Data excerpts
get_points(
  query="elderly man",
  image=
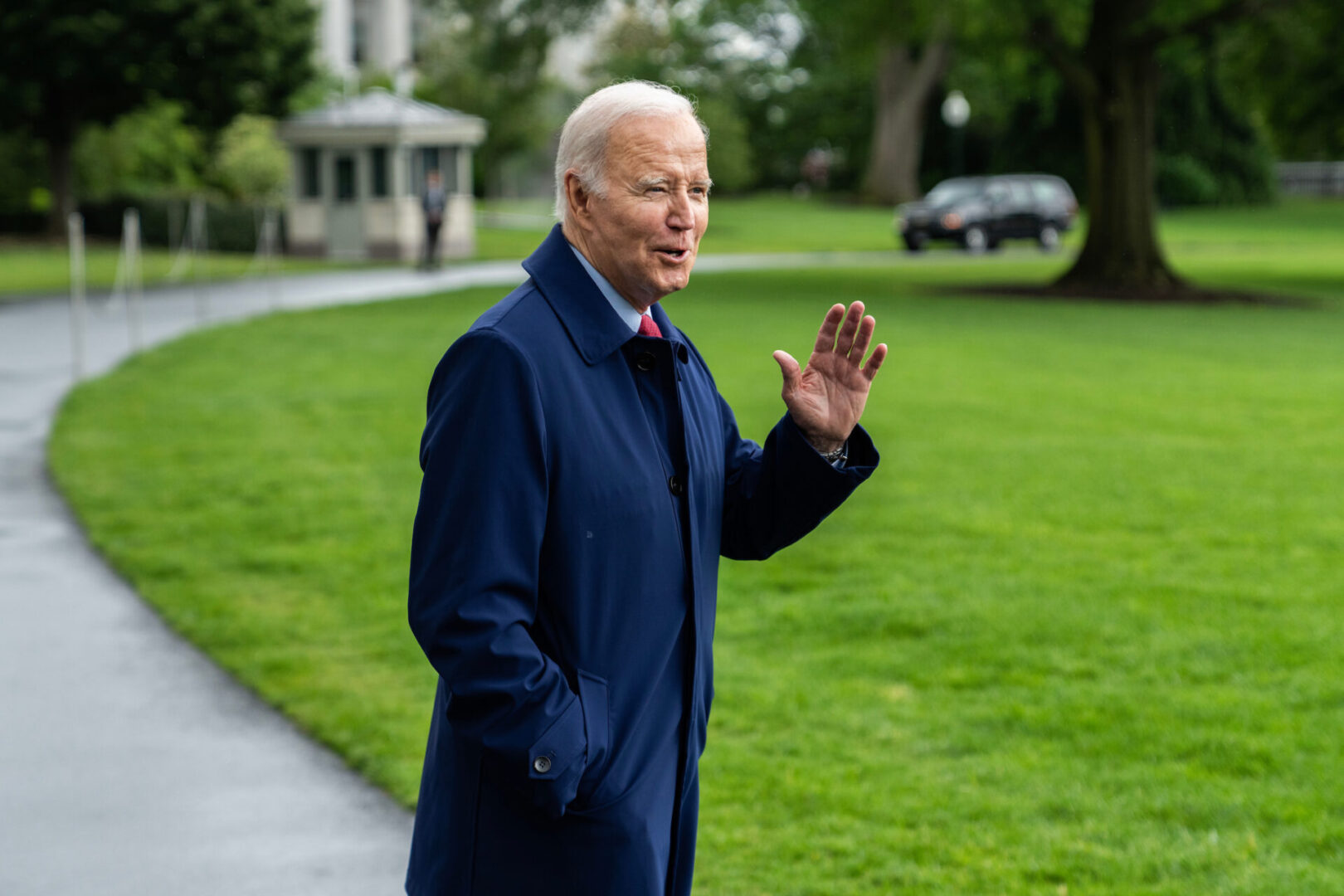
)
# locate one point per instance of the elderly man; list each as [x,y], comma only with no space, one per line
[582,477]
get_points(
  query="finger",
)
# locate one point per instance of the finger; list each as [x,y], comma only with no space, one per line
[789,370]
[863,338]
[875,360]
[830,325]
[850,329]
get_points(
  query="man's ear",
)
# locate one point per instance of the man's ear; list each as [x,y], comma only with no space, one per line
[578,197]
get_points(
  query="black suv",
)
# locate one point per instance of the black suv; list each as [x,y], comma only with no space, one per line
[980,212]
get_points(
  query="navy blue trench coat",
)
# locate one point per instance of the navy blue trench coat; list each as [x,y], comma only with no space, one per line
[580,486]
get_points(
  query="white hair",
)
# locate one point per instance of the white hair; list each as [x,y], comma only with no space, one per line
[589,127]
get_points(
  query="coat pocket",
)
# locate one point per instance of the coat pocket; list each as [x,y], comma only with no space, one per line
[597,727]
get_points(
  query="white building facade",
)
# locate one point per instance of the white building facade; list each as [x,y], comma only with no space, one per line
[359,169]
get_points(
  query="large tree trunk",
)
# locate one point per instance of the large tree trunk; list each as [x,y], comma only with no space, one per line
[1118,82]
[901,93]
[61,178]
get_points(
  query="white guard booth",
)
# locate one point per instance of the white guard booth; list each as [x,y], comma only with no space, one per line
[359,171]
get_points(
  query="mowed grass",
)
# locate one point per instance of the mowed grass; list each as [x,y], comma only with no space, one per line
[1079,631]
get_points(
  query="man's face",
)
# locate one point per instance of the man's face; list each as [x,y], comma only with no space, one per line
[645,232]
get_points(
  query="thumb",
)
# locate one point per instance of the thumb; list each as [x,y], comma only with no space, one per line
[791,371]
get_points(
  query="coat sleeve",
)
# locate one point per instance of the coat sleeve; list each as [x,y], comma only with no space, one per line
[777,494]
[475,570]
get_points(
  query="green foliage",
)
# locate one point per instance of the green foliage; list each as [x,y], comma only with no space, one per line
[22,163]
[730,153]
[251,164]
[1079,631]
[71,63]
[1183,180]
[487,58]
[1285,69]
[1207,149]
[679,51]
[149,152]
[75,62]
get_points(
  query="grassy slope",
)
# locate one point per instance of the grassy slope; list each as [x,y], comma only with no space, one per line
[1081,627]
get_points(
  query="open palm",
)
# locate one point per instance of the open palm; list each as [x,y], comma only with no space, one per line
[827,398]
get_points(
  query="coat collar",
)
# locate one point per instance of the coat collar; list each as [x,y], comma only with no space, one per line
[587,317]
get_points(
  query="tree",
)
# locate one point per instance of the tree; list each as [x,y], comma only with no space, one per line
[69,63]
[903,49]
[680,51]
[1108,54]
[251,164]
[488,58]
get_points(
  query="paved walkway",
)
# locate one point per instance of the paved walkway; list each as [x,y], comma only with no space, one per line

EXERCISE PROMPT: From the lines above, copy those that contain the word "walkway".

SOLUTION:
  query="paved walkway",
# locate one point per instance of the paved walkway; list each as [x,y], comma only with no space, one per line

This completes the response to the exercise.